Records from a data source:
▬▬▬▬▬▬▬▬▬▬

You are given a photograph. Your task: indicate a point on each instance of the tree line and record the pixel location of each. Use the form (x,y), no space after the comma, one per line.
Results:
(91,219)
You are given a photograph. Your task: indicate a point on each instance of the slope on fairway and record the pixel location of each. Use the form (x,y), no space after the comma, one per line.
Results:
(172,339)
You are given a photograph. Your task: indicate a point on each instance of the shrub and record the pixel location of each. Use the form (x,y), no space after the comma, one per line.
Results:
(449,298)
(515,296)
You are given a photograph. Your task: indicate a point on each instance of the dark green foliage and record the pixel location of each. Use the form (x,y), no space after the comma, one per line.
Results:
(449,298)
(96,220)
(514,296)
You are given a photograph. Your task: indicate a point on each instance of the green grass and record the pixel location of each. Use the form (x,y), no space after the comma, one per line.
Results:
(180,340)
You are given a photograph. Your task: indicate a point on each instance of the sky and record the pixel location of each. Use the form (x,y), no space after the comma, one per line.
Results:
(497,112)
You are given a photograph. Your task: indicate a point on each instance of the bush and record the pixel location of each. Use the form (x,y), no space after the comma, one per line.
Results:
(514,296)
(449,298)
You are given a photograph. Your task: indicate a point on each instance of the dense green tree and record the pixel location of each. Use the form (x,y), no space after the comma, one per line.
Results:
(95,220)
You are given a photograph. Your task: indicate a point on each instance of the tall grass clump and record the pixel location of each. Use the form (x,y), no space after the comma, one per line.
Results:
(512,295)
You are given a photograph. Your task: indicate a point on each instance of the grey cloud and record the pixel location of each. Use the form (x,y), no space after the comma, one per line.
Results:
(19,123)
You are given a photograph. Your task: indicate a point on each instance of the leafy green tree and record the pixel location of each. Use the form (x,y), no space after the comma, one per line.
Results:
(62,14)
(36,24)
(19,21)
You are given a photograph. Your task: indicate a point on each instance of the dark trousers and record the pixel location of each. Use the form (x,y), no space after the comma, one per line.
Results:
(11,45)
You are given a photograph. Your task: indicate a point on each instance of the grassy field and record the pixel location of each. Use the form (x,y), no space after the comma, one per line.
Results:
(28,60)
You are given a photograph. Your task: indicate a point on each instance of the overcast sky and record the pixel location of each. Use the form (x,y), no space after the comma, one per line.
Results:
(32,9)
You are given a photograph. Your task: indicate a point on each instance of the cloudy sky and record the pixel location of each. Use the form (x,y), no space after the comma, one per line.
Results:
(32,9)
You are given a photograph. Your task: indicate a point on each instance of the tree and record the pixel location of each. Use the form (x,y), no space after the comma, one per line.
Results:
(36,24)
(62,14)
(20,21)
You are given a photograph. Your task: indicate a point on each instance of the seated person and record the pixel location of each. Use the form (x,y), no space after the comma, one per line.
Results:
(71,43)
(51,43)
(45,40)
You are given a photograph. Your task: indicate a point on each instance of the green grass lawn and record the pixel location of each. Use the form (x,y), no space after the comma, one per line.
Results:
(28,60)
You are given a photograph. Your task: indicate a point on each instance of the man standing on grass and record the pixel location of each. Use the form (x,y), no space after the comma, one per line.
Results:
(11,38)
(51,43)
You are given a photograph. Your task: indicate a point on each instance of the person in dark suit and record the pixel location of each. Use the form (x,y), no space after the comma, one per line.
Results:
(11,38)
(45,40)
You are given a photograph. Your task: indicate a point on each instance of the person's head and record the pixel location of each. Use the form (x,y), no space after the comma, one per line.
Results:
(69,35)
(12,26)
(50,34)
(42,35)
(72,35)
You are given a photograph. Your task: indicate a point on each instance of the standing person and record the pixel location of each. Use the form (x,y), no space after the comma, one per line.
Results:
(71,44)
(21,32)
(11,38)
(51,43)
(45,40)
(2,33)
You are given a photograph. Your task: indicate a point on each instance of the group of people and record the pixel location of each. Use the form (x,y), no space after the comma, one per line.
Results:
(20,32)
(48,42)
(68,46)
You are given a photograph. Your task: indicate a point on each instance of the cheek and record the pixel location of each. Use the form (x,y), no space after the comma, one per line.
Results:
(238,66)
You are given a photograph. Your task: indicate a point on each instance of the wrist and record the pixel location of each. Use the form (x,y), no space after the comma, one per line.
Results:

▬▬▬▬▬▬▬▬▬▬

- **WHAT IS EXPECTED**:
Exact copies of all the records are required.

- **RESPONSE FOR THIS EXERCISE**:
You are given a photograph. Your task: indicate a point on each instance of the tree line and record the pixel location of each. Use the form (x,y), no space after the comma, one per line.
Results:
(91,219)
You are given a photograph. Your task: indicate a point on each instance of the slope on fairway and record the pixel location of each. Use the form (x,y), no space after the comma, one per line.
Results:
(172,339)
You are given a photograph. Your task: indicate a point on each instance of the shrub and record the pixel location of each. Use the form (x,y), no space after the comma, one per line.
Results:
(449,298)
(515,296)
You are given a photograph. Your task: indicate a point on each instance of the dark green foliage and record the pixel location of each. Use the form (x,y), no space after the comma, one per line.
Results:
(449,298)
(96,220)
(514,296)
You are given a photograph. Your task: indicate a point on each instance of the green grass and record the pixel location of each. Use the form (x,y), no space after the comma, one per line.
Results:
(180,340)
You are given a photograph. Your task: indicate a point on each instance of the sky and record the pixel location of each. Use the form (x,y), no space after the comma, one per line.
Results:
(497,112)
You are given a photograph. Your task: indicate a point on each instance of the bush and record the pixel location of each. Use the form (x,y), no space after the comma, one per line.
Results:
(514,296)
(449,298)
You are given a photograph. Your task: indicate a point on each instance of the dense green tree and record the pixel location of each. Use the form (x,y), no space after the comma, one per line.
Results:
(95,220)
You are given a photograph. Your task: indicate a point on each instance of the tall grass clump and record the pixel location of each. Use the form (x,y), no space after the comma, one per line.
Results:
(512,295)
You are given a photograph. Your task: indicate a point on each instance of the grey cloud and record the pixel location of each. Use the form (x,y), no space after the comma, one per line.
Results:
(19,123)
You are given a photograph. Your task: indicate a point on each instance of the leafy green tree and record the pixel location of each. Use the form (x,y), no space after the comma, one per line.
Results:
(62,14)
(36,24)
(19,21)
You are given a photograph. Your task: indicate a point on each instance of the dark trousers and record the pixel location of each. Use the form (x,y), no space after the comma, one per line.
Results:
(11,45)
You are given a photograph. Your task: indicate a point on each instance of the grassy field and record the pixel location of each. Use the form (x,y), no space after the comma, one per line.
Results:
(28,60)
You are given a photograph. Your task: indicate a point on each instance of the overcast sky and record the pixel location of each. Use the form (x,y), no space after the comma, one per line.
Results:
(32,9)
You are given a photograph. Your task: indicate a point on each instance of the cloudy sky and record the pixel location of each. Use the form (x,y), no space after the comma, one per line.
Results:
(32,9)
You are given a photograph. Your task: indicate a point on each instance of the tree and record the pixel location of each. Use the form (x,y), no space after the comma, one per line.
Results:
(36,24)
(62,14)
(20,21)
You are given a photograph. Your task: indicate a point on each instance of the seated person and record the pixel location of each. Use the form (x,y), no space after the comma, one per line.
Results:
(71,43)
(51,43)
(45,40)
You are given a photograph. Your task: indicate a point on each instance of the green grass lawn and record the pixel location of each. Use the form (x,y), no space after the comma, one per line.
Results:
(28,60)
You are given a photograph. Your task: indicate a point on each instance of the man standing on grass and record the pixel location of each. Use the form (x,y), no space after the comma, one per line.
Results:
(11,38)
(51,43)
You are given a photograph. Your task: indicate a point on each instance of the person in dark suit and record the pixel location of each. Use the form (x,y), no space after the comma, one per line.
Results:
(11,38)
(45,40)
You are given a photograph. Your task: indicate a point on each instance of the person's head and record the pixel location of each. Use the form (x,y), no space after the comma, one per line.
Results:
(69,35)
(12,26)
(50,34)
(42,35)
(72,35)
You are given a photograph. Your task: indicate a point on each instance of the standing person and record the pixel location of each. Use the form (x,y), no space after the comma, one per line.
Results:
(71,44)
(21,32)
(11,38)
(51,43)
(45,40)
(2,33)
You are given a photograph. Your task: indicate a point on each instance of the group of people and record the pixel location of each. Use the form (x,y), no space after the comma, one per line.
Results:
(20,32)
(48,42)
(68,46)
You are given a photograph. Your task: indicate a point on each instance of the cheek and record the pixel location of each. Use the form (x,y), no space after the comma, one per line.
Results:
(238,66)
You are given a photograph. Your task: indicate a point on each instance of the wrist and record the pixel location of each. Use the form (x,y), no space after the comma, one per line.
Results:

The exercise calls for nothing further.